● REQUIREMENT
Reproduce all records verbatim.

** begin SOURCE DATA **

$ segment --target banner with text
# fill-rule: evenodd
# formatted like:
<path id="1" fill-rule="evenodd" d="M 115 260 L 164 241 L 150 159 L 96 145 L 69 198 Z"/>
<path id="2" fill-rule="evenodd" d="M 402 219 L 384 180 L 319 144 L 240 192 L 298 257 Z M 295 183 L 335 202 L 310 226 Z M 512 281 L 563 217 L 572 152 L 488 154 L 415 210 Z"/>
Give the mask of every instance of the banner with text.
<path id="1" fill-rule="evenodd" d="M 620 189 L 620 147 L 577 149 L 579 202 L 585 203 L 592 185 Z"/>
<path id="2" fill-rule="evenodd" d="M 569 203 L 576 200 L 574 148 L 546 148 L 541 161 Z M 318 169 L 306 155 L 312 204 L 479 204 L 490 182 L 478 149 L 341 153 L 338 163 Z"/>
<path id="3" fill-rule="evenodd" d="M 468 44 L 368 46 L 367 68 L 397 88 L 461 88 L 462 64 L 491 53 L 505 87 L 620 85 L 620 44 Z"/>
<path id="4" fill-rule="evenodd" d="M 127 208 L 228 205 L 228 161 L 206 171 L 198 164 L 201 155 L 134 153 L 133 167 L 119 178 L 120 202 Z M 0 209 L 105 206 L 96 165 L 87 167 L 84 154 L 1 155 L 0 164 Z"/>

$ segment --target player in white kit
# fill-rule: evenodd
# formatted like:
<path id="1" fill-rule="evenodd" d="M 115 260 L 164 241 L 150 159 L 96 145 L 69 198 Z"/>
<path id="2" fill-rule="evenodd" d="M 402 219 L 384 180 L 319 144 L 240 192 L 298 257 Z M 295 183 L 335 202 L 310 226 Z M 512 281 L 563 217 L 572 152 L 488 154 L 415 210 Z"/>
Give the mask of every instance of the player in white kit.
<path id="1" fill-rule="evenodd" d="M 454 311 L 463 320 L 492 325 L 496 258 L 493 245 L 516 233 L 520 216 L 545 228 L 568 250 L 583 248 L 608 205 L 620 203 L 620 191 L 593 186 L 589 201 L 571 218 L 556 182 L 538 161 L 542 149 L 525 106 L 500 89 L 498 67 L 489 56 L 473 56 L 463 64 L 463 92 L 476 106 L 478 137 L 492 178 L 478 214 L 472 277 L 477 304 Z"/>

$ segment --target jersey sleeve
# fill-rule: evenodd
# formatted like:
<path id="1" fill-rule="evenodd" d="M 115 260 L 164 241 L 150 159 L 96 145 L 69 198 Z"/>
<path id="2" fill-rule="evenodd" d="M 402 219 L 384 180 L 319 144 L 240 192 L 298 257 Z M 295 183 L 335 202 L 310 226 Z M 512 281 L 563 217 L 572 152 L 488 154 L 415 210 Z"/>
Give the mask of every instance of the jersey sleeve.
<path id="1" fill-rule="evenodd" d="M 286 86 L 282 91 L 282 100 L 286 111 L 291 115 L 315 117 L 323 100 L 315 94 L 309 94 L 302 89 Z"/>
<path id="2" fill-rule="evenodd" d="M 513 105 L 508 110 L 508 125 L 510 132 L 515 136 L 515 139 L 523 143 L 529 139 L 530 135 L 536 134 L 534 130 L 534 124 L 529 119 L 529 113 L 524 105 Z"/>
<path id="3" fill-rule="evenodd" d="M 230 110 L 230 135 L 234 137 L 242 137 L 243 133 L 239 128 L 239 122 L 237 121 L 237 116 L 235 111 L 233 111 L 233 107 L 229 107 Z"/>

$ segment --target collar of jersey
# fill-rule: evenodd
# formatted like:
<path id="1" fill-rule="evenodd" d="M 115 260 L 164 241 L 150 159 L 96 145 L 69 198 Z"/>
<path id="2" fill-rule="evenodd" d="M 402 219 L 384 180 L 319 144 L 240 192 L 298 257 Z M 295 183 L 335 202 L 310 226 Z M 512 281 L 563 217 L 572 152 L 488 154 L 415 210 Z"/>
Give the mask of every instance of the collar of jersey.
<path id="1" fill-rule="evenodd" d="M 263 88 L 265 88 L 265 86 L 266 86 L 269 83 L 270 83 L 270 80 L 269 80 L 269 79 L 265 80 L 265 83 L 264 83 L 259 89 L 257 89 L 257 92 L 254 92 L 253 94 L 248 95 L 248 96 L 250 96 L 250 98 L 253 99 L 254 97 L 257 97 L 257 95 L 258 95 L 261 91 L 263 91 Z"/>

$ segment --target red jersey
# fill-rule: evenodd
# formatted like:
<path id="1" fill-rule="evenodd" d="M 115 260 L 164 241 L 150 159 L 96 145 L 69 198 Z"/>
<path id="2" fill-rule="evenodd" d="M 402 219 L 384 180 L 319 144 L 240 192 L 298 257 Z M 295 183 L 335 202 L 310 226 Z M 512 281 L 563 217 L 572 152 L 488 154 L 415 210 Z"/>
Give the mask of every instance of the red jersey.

** end SOURCE DATA **

● PROBLEM SOLUTION
$ segment --target banner with text
# fill-rule: evenodd
# formatted like:
<path id="1" fill-rule="evenodd" d="M 115 260 L 164 241 L 150 159 L 96 145 L 69 198 Z"/>
<path id="2" fill-rule="evenodd" d="M 402 219 L 384 180 L 319 144 L 240 192 L 298 257 Z M 295 183 L 335 202 L 310 226 Z M 512 281 L 563 217 L 572 152 L 488 154 L 415 210 Z"/>
Give the mask of every instance of the banner with text.
<path id="1" fill-rule="evenodd" d="M 620 189 L 620 147 L 577 149 L 579 202 L 585 203 L 592 185 Z"/>
<path id="2" fill-rule="evenodd" d="M 569 203 L 576 200 L 574 148 L 546 148 L 541 161 Z M 318 169 L 306 155 L 312 204 L 479 204 L 490 182 L 478 149 L 341 153 L 338 163 Z"/>
<path id="3" fill-rule="evenodd" d="M 468 44 L 368 46 L 367 68 L 397 88 L 461 88 L 462 64 L 491 53 L 505 87 L 620 85 L 620 44 Z"/>
<path id="4" fill-rule="evenodd" d="M 127 208 L 228 205 L 228 161 L 206 171 L 198 164 L 201 155 L 134 153 L 133 167 L 119 178 L 120 202 Z M 0 209 L 105 206 L 96 165 L 87 167 L 84 154 L 1 155 L 0 164 Z"/>

$ segment --target player in white kit
# fill-rule: evenodd
# formatted like:
<path id="1" fill-rule="evenodd" d="M 115 260 L 164 241 L 150 159 L 96 145 L 69 198 Z"/>
<path id="2" fill-rule="evenodd" d="M 402 219 L 384 180 L 319 144 L 240 192 L 298 257 Z M 295 183 L 335 202 L 310 226 Z M 512 281 L 563 217 L 572 152 L 488 154 L 415 210 Z"/>
Give the mask of every instance of the player in white kit.
<path id="1" fill-rule="evenodd" d="M 454 311 L 463 320 L 492 325 L 496 258 L 493 245 L 516 233 L 520 216 L 545 228 L 568 250 L 583 248 L 608 205 L 620 203 L 620 191 L 593 186 L 589 201 L 571 218 L 556 182 L 538 161 L 542 149 L 525 106 L 500 89 L 498 67 L 489 56 L 473 56 L 463 64 L 463 92 L 476 106 L 478 137 L 492 178 L 478 214 L 472 277 L 477 304 Z"/>

$ segment --target jersey sleeve
# fill-rule: evenodd
# formatted like:
<path id="1" fill-rule="evenodd" d="M 115 260 L 164 241 L 150 159 L 96 145 L 69 198 Z"/>
<path id="2" fill-rule="evenodd" d="M 402 219 L 384 180 L 319 144 L 240 192 L 298 257 Z M 295 183 L 335 202 L 310 226 Z M 512 281 L 563 217 L 572 152 L 488 154 L 415 210 Z"/>
Give the mask of every instance of the jersey sleeve.
<path id="1" fill-rule="evenodd" d="M 286 86 L 282 91 L 282 100 L 286 111 L 291 115 L 315 117 L 323 100 L 315 94 L 309 94 L 302 89 Z"/>
<path id="2" fill-rule="evenodd" d="M 513 105 L 508 110 L 508 125 L 510 132 L 515 136 L 515 139 L 523 143 L 529 139 L 530 135 L 536 134 L 534 130 L 534 124 L 529 119 L 529 113 L 524 105 Z"/>
<path id="3" fill-rule="evenodd" d="M 230 110 L 230 135 L 234 137 L 242 137 L 243 133 L 239 128 L 239 122 L 237 121 L 237 116 L 235 111 L 233 111 L 233 107 L 229 107 Z"/>

$ segment --target collar of jersey
# fill-rule: evenodd
# formatted like:
<path id="1" fill-rule="evenodd" d="M 115 260 L 164 241 L 150 159 L 96 145 L 69 198 Z"/>
<path id="2" fill-rule="evenodd" d="M 402 219 L 384 180 L 319 144 L 240 192 L 298 257 Z M 295 183 L 335 202 L 310 226 Z M 512 281 L 563 217 L 572 152 L 488 154 L 415 210 Z"/>
Give the mask of every instance of the collar of jersey.
<path id="1" fill-rule="evenodd" d="M 263 88 L 265 88 L 265 86 L 266 86 L 269 83 L 270 83 L 270 80 L 269 80 L 269 79 L 265 80 L 265 83 L 264 83 L 259 89 L 257 89 L 257 92 L 254 92 L 253 94 L 248 95 L 248 96 L 250 96 L 250 98 L 253 99 L 254 97 L 257 97 L 257 95 L 258 95 L 261 91 L 263 91 Z"/>

$ segment --target red jersey
# fill-rule: evenodd
# formatted like:
<path id="1" fill-rule="evenodd" d="M 115 260 L 164 241 L 150 159 L 96 145 L 69 198 Z"/>
<path id="2" fill-rule="evenodd" d="M 402 219 L 384 180 L 319 144 L 240 192 L 298 257 Z M 295 183 L 335 202 L 310 226 Z M 512 281 L 563 217 L 572 152 L 488 154 L 415 210 Z"/>
Give the mask of every instance of the red jersey.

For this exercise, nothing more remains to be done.